__What you have to do__: Can you write out every row from the one containing "form [(69, 189)]." down to the one containing "224), (307, 197)]", with both of those rows included, and add 148 to each x and y value in the answer coordinates while leaving the requests unchanged?

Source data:
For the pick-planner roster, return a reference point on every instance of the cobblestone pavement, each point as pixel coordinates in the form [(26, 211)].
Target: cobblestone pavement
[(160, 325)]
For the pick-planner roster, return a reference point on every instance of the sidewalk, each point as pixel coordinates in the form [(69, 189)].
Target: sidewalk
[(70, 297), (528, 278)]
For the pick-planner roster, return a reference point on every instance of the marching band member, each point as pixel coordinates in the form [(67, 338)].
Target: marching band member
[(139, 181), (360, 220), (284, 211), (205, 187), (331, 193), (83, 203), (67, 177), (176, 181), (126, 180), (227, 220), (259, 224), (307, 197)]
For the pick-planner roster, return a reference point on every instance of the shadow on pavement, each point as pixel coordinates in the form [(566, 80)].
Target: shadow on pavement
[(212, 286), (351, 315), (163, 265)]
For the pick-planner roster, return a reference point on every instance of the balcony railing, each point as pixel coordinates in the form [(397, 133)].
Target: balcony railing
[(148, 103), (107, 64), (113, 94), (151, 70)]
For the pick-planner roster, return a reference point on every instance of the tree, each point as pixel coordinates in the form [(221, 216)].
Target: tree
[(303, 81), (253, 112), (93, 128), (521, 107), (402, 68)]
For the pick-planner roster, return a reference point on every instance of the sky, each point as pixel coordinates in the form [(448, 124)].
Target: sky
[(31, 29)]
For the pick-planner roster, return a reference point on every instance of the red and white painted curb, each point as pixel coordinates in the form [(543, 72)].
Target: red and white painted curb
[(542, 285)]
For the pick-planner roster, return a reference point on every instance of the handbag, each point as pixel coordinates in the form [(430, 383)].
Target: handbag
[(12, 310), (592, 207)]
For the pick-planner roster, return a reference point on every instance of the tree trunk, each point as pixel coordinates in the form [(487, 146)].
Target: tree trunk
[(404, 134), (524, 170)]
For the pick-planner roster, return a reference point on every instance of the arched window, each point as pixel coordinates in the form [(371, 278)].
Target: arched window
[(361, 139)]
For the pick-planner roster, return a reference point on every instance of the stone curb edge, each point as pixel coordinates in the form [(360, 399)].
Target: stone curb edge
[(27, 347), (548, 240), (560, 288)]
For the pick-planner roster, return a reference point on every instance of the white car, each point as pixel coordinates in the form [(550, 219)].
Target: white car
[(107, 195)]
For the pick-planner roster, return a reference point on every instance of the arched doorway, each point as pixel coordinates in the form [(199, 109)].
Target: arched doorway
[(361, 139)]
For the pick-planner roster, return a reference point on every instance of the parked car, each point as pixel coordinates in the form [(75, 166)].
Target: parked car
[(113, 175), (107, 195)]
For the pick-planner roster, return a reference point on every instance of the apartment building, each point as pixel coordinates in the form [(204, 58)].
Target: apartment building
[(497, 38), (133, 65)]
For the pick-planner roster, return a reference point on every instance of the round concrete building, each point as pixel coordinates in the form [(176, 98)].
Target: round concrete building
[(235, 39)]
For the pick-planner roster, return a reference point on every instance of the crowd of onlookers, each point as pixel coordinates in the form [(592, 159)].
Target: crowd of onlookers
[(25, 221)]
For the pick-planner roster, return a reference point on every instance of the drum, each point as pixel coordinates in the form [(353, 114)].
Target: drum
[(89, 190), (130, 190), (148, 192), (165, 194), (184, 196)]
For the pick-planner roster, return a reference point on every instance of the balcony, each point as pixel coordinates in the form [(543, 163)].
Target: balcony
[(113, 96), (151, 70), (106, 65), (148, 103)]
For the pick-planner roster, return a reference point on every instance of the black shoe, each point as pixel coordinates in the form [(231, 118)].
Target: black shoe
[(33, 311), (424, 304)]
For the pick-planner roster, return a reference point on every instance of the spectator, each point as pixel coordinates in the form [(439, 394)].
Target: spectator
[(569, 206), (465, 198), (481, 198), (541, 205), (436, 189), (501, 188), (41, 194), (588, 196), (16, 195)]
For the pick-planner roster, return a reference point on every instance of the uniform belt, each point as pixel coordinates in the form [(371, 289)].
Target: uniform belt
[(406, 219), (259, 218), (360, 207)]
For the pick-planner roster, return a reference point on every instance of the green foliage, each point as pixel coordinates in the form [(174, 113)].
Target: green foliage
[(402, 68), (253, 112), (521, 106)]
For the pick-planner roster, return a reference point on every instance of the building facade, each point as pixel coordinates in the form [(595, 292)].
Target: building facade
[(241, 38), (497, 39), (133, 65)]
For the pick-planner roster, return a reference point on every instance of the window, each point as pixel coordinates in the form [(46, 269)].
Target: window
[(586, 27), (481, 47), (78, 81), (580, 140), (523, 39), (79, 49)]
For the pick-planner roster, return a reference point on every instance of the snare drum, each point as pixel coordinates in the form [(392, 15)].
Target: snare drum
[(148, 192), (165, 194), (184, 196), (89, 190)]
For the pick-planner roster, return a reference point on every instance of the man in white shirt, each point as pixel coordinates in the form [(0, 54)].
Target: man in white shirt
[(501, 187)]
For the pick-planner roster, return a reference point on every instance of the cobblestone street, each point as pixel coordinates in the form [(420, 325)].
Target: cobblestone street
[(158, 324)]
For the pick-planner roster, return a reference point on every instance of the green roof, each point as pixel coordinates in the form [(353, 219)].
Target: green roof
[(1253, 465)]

__Expected output__:
For the pick-planner roster, return a reference point on every instance of the sidewalk, each point as pixel coordinates in the form [(69, 189)].
Target: sidewalk
[(218, 445), (676, 426)]
For the pick-planner roster, return a reference point on every instance of the marching band member, each point as pixel coordinates in the form [(67, 338)].
Target: marching band member
[(287, 329), (508, 368), (432, 359), (353, 335), (479, 341), (231, 351), (215, 325), (324, 329), (274, 328), (375, 368), (407, 372), (455, 345)]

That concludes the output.